Dataset records about object locations
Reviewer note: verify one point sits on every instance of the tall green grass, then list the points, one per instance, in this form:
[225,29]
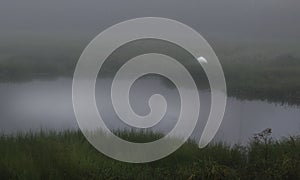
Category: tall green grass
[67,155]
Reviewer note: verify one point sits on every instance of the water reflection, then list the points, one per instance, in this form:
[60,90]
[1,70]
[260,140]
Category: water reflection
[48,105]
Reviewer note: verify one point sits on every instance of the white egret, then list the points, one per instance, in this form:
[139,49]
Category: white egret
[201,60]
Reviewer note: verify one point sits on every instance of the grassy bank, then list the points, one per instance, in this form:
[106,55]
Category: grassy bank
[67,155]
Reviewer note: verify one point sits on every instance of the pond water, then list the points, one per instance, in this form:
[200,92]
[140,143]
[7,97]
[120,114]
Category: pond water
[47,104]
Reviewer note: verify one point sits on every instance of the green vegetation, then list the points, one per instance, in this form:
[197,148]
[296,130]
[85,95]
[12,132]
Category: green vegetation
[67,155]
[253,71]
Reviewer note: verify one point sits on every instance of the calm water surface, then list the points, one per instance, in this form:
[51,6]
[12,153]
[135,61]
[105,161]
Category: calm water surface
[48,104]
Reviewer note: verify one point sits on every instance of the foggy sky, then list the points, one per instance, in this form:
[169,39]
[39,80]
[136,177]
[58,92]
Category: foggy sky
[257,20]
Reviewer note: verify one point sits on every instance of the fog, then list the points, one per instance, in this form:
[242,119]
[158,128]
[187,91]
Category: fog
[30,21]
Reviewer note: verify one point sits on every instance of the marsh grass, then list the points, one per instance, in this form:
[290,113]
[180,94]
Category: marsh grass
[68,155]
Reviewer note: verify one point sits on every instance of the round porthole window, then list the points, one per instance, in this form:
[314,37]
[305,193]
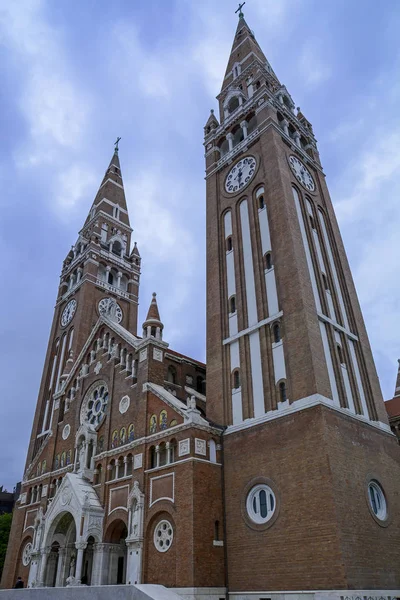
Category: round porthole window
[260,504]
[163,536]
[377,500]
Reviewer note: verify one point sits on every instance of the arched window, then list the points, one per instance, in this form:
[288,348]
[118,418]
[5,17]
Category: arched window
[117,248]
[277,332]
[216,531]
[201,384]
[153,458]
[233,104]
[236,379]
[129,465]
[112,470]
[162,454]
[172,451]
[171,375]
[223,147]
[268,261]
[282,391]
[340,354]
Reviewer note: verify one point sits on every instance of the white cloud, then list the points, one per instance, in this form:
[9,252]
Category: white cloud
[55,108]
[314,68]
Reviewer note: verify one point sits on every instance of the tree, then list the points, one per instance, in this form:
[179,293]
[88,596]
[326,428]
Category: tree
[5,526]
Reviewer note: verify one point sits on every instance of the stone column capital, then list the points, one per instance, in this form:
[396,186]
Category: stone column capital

### Your instructions:
Without the pictures, extract every entry verbatim.

### Written reply:
Reviewer note: verify one point sits on every instance of the tall green grass, then list the points, one per instance, in this form:
[225,29]
Category: tall green grass
[67,155]
Reviewer note: verify one point sits on every instance of the water reflection, then list the points, one per instance, in this form:
[60,90]
[1,70]
[260,140]
Category: water reflection
[48,105]
Reviewer note: verify one point sits on every instance of the white egret, then list the points, one per instance, in this form:
[139,49]
Category: white egret
[201,60]
Reviewer note: verify one point sits on every instance of the grassy bank, then list the points, one per instance, in this form:
[106,55]
Category: grassy bank
[67,155]
Reviewer note: verify one point sits on every instance of the pond water, then list the points, one per instance, in this form:
[200,92]
[140,143]
[7,97]
[120,114]
Category: pond water
[47,104]
Reviewer note: verify one point sits on every instance of the green vegetation, then list the points, one per instance, in this form:
[197,148]
[296,130]
[85,95]
[12,132]
Category: green vegetation
[67,155]
[253,71]
Reviewer note: verify one point sits on every instance of the calm water surface, then list the points, one per instance, in this form:
[51,6]
[12,153]
[135,61]
[105,161]
Category: calm water surface
[48,104]
Reviewer note: verify one point sits on every instance of the foggy sky, then list the points, one per instance, in this form:
[169,39]
[39,80]
[136,177]
[58,92]
Category: foggy sky
[257,20]
Reviewer note: verify one point sits on every instance of the fog, then list the points, one per instance, in this form:
[242,119]
[158,128]
[187,91]
Category: fog
[30,21]
Reviewer note: verify one point sits on every instance of the marsh grass, then list the points, one per instance, in this form:
[290,113]
[180,94]
Category: marsh grass
[68,155]
Reviewer note: verify one point sits on every instance of the round porthole window, then list the points, one per instance, in this form:
[314,37]
[305,193]
Category: round porthole window
[260,504]
[163,536]
[377,500]
Reviewer note: verify one point sits on every instance of the arched window, then list the points, one per instance, in this form:
[288,348]
[118,418]
[5,17]
Category: arched window
[117,248]
[277,332]
[216,531]
[201,384]
[153,458]
[233,104]
[236,379]
[129,465]
[112,470]
[162,454]
[172,451]
[171,375]
[223,147]
[268,261]
[282,391]
[340,354]
Reviewer note: verify one point sits on every instance of the white cloud, then list the points, one per instance, in this form:
[9,252]
Category: white cloud
[55,108]
[314,68]
Reviewer note: verify one point sits on every instance of the tree, then list the points, one per instance, in this form:
[179,293]
[88,596]
[326,428]
Category: tree
[5,526]
Reviewer note: verify one point sits on every instance of the stone column capital, then list the points, one per instance, in this form:
[396,186]
Category: stone column capital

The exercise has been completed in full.